| STATED TASK |
The line containing "Please place a point on the house" marks where to begin; quote it and every line after it through the end of the data, exactly as written.

| DATASET |
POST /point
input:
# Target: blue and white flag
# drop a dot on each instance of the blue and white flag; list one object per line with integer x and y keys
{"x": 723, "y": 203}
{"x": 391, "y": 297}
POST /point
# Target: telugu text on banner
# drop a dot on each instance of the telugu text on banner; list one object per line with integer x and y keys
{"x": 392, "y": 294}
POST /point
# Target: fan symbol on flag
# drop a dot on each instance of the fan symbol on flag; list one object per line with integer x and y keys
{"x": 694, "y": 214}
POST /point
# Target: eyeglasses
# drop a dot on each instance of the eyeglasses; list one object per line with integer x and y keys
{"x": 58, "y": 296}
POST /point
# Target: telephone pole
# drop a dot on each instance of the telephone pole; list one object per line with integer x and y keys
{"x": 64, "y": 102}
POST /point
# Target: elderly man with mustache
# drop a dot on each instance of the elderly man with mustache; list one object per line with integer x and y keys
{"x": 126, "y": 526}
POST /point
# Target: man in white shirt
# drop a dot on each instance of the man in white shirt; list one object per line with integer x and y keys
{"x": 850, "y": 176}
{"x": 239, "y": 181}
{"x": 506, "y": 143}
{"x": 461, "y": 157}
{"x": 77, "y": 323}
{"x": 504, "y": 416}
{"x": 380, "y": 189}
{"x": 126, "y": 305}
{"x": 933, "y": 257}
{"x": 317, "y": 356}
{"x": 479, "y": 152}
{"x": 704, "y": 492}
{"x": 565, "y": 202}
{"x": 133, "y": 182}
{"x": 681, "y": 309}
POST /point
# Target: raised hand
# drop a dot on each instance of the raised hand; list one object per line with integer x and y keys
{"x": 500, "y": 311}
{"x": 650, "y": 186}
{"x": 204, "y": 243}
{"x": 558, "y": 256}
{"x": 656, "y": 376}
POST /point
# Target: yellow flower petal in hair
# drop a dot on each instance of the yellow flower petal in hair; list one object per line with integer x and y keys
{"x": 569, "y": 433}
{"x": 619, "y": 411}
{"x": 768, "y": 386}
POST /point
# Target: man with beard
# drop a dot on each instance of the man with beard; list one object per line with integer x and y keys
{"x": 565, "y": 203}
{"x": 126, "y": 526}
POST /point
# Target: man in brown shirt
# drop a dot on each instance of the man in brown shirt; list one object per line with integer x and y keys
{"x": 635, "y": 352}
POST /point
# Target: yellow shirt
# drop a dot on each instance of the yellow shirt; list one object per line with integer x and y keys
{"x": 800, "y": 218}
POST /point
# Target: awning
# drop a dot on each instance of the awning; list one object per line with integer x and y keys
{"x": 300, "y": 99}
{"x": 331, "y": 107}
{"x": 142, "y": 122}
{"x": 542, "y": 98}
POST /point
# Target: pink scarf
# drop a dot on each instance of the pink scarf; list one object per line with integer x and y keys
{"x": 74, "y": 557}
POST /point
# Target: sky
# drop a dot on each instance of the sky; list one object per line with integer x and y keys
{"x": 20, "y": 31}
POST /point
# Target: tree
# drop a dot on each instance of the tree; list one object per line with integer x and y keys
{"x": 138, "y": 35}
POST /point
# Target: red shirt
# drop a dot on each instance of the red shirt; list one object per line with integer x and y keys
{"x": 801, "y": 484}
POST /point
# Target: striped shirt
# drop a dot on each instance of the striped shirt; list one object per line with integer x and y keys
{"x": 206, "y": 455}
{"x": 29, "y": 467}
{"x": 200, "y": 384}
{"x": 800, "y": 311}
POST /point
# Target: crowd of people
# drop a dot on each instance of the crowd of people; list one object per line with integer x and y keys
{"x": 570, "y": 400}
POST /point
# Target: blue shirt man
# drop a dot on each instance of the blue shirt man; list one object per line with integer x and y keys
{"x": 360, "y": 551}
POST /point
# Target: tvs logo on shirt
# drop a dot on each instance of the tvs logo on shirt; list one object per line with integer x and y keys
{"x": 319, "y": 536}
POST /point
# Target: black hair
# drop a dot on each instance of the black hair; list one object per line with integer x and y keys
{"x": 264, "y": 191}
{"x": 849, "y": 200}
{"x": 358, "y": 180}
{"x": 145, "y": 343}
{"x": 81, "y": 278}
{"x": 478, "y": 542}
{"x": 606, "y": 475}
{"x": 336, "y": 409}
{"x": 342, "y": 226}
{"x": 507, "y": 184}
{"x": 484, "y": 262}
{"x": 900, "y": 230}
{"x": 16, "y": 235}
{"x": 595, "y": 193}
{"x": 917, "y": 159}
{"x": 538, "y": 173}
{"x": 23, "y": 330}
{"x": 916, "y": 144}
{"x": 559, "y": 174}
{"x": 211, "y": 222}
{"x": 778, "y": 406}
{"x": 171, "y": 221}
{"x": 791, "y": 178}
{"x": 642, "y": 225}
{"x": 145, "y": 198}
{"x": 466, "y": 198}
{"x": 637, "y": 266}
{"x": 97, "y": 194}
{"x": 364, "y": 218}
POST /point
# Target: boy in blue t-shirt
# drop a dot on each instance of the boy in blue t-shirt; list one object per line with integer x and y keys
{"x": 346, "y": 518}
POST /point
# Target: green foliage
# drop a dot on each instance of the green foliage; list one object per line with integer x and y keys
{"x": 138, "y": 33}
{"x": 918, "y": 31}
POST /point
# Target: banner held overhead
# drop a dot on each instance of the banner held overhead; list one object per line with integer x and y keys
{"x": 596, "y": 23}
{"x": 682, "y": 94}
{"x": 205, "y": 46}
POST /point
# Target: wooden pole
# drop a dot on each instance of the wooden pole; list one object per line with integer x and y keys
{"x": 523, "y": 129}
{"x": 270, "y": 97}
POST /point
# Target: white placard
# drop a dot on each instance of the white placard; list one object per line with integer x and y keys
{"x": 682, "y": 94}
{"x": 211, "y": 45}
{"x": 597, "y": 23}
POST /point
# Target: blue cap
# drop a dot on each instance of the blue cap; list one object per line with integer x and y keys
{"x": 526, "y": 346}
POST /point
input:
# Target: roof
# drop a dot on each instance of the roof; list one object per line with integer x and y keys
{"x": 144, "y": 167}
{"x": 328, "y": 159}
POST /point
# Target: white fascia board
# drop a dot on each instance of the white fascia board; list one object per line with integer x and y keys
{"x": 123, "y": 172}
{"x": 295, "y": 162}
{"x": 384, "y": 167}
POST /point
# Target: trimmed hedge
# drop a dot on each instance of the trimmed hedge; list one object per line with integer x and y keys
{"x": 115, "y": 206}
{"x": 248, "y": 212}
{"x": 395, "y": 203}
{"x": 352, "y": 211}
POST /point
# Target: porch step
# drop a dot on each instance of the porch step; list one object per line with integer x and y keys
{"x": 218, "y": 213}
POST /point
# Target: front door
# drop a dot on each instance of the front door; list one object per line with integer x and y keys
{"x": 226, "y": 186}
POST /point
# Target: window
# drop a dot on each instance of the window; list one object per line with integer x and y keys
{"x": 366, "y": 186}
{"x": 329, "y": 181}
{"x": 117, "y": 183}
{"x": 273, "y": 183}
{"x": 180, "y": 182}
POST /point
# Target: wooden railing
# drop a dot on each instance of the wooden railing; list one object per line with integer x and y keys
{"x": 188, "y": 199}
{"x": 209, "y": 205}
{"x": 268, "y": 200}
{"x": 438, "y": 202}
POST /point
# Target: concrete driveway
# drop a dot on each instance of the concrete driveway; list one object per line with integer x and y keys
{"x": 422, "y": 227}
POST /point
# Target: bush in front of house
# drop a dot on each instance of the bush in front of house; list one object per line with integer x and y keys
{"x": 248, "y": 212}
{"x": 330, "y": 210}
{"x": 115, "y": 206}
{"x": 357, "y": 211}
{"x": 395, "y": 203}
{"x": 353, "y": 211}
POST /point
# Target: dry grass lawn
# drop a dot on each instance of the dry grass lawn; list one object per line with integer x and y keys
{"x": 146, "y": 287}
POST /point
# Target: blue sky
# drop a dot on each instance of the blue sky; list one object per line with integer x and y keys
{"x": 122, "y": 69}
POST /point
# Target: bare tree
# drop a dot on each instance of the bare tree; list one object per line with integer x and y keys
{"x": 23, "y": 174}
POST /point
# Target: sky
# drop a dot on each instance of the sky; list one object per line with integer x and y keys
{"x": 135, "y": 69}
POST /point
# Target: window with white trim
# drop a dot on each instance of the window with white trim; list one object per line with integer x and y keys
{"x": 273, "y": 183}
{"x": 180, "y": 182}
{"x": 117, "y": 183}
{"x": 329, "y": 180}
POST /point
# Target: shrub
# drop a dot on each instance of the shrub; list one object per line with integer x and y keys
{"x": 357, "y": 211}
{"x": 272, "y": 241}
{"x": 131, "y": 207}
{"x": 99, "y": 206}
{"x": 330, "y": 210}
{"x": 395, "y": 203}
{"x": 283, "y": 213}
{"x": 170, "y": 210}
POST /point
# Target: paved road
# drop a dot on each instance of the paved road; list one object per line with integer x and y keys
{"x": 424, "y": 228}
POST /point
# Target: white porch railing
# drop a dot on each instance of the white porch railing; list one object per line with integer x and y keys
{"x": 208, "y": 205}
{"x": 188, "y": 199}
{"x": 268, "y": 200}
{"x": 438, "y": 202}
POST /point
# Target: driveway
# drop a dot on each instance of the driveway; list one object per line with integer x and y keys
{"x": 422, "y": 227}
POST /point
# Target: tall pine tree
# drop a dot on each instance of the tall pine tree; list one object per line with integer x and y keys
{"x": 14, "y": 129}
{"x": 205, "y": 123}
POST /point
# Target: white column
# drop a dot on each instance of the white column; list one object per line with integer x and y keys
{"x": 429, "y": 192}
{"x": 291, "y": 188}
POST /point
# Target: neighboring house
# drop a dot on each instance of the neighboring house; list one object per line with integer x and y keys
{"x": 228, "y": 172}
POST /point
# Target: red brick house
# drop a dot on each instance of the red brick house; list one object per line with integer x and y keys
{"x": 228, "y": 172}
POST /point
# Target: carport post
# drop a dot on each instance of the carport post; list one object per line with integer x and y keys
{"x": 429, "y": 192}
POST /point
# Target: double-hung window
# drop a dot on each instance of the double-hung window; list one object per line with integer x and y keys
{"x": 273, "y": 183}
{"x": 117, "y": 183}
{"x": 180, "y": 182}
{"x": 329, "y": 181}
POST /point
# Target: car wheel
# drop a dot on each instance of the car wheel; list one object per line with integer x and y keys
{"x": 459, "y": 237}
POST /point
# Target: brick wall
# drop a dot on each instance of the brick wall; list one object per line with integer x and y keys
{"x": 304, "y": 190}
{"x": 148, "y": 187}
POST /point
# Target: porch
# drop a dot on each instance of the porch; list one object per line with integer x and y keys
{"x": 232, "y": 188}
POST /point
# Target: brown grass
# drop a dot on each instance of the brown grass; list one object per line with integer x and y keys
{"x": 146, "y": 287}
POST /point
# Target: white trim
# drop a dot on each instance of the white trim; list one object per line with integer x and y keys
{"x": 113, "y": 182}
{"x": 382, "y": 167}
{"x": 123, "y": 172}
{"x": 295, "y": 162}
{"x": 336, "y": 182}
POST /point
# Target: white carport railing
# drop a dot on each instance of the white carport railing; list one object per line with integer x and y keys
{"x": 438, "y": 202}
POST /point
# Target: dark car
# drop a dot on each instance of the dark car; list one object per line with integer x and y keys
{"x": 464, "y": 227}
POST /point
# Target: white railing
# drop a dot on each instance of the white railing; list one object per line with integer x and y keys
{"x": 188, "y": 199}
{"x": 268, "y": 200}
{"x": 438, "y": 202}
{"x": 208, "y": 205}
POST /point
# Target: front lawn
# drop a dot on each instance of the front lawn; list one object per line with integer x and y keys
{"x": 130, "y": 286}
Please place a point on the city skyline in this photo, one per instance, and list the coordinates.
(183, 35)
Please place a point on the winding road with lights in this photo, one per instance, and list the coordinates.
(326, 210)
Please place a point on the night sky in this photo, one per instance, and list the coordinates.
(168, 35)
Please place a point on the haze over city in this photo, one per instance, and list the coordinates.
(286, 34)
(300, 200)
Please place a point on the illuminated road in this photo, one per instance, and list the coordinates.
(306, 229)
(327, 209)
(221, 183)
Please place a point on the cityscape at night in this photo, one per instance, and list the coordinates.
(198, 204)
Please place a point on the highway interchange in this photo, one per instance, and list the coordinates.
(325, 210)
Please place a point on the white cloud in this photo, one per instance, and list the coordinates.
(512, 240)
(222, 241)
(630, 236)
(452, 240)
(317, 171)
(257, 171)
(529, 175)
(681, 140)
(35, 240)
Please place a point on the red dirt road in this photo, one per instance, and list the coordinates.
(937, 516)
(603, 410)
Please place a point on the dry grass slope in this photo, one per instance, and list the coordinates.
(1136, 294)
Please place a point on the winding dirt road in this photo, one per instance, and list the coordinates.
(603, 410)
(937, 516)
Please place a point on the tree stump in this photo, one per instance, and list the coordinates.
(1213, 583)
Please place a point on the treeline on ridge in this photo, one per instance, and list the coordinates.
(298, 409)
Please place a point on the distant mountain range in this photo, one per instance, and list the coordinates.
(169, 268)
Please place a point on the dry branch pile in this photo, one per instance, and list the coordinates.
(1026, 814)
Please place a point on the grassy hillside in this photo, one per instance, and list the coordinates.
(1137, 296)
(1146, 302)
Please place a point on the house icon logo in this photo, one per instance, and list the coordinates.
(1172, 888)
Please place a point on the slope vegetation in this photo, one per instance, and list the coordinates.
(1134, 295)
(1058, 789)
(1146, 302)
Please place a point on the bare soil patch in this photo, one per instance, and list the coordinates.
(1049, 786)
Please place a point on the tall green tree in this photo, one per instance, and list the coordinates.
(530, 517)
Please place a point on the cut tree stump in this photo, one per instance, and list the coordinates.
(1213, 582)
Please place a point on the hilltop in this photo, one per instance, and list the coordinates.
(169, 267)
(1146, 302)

| PROBLEM SOLUTION |
Please place a point on the house icon logo in this photo, one per instance, and list the coordinates.
(1172, 888)
Please place a point on the slope vegetation in this photo, one per instance, and list the coordinates.
(1134, 295)
(1058, 789)
(1146, 302)
Please place a point on the bare soil patch in this photo, one per instance, and list the coordinates.
(1049, 786)
Please place a point on the tall green tree in this photo, one per instance, and list the coordinates.
(530, 517)
Please place a point on the cut tree stump in this photo, one per instance, and list the coordinates.
(1213, 582)
Please place a point on the hilltop in this photo, one per instance, and list the coordinates.
(169, 267)
(1146, 302)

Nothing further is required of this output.